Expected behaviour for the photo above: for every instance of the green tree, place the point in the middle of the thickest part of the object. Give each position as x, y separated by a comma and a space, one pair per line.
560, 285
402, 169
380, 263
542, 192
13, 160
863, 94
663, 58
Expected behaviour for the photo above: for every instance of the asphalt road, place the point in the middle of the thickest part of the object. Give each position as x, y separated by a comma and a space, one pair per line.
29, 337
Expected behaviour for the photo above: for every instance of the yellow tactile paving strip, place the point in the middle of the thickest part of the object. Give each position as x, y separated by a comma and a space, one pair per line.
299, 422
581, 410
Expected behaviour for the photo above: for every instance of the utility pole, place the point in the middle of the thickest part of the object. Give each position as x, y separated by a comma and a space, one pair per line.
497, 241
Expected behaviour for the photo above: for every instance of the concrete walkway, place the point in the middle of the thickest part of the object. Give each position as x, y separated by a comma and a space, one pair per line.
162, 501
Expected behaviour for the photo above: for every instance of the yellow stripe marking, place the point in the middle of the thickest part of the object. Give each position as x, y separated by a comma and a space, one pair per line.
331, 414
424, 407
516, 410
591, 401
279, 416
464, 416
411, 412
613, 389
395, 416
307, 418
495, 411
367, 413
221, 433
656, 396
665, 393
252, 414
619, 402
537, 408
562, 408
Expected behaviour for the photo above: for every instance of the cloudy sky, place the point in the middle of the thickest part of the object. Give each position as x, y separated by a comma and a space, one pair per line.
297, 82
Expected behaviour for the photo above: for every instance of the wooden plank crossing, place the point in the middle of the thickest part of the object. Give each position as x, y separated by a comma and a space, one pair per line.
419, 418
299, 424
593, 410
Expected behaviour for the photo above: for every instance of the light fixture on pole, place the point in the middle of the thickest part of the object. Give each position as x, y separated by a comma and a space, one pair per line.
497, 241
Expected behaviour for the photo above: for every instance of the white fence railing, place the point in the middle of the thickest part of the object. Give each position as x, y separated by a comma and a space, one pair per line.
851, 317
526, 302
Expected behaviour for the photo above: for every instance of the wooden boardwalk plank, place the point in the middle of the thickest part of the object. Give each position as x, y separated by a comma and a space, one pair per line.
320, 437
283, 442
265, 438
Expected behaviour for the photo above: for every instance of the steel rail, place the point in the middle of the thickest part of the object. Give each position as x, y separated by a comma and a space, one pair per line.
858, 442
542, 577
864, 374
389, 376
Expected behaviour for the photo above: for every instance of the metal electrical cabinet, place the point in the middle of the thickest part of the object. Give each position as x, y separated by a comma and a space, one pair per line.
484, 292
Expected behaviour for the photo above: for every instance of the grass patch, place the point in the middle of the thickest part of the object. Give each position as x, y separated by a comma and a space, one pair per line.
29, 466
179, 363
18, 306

**What to produce**
Print every line of the records exactly. Omit nothing.

**Solution for this task**
Expected behaviour for the photo above: for every instance of the green tree, place the point in the middle of the thickest part of the object. Give each position as x, y separated by a comma and a space, one pair per line.
560, 285
402, 169
380, 263
542, 192
13, 160
863, 94
663, 58
Expected behaviour for the photo above: for every instance of the asphalt road, place the point in the middle of the thickest part of the object. Give each position as x, y separated by a comma and a space, one pair per line.
29, 337
Expected behaviour for the photo above: for every instance of the yellow tactile paving strip, place the point in the middle of the thickest part of the object. Give each position as x, y separated by a comma and a space, one pair per line.
299, 422
581, 410
Expected behaviour for the photo above: for every instance of the utility pole, place the point in the middle of the thickest part of the object. Give each position as x, y separated by a comma and a space, one pair per line.
497, 241
Expected behaviour for the photo above: for every instance of the concrete walkway, place the point in the middle of the thickest part of the object. Give each position as x, y separated by a comma and a space, one pair per line.
162, 501
Expected behaviour for the photo above: for every instance of the yellow stripe marking, place the point in the middle of the thickest part of the object. Give each position as x, y separated by a comma and a space, one pair per line.
331, 414
424, 407
516, 410
591, 401
279, 416
464, 416
411, 412
613, 389
395, 416
307, 418
495, 411
367, 413
221, 433
656, 396
665, 393
252, 414
619, 402
537, 408
562, 408
Expected behaviour for the photo above: for every instance of the cloudy sky, place the point in the middle of the thickest part of the object. Give each position as x, y separated by a comma and a space, one pair per line.
297, 82
Expected behaviour for the photo above: for every instance of the wooden plank crossing, place the point in the middle of the thickest part of the object. Give each position as x, y separated by a comma and a space, one pair per line.
419, 418
299, 424
593, 410
Expected behaviour for the photo above: for every instance of the light fixture on pole, place the point in the middle of the thickest part of the object. Give each position as x, y separated by a comma and a space, one pair per line.
497, 241
Expected behaviour for the photo above: for every instance of the white fence railing, place the point in the middle of the thickest part of the object. Give each position as x, y separated by a comma and a space, one pair per line.
851, 317
526, 302
Expected behaviour for the photo above: for every instance of the wooden boardwalk plank, place the point in the middle of the thickest part of the object. Give each position as x, y separated by a comma and a space, one pair per line.
320, 437
283, 442
265, 438
Expected behaviour for the photo above: for every instance of the steel rail, place the point in the middle of the thickest part of the object. Give each position as x, y separated by a comma and a space, one pair per line.
858, 442
542, 577
864, 374
389, 376
Expected behaviour for the photo above: for every instance of the metal electrical cabinet, place the point in the middle of the thickest part of the object. Give each position as x, y separated by a comma and a space, one pair per line.
484, 292
Expected behaviour for the photo above: for every instance of the grass patch, place the point in the middle of the thickest part of the object. Give each position as x, y separated by a comma and a space, one pair per line.
29, 466
179, 363
18, 306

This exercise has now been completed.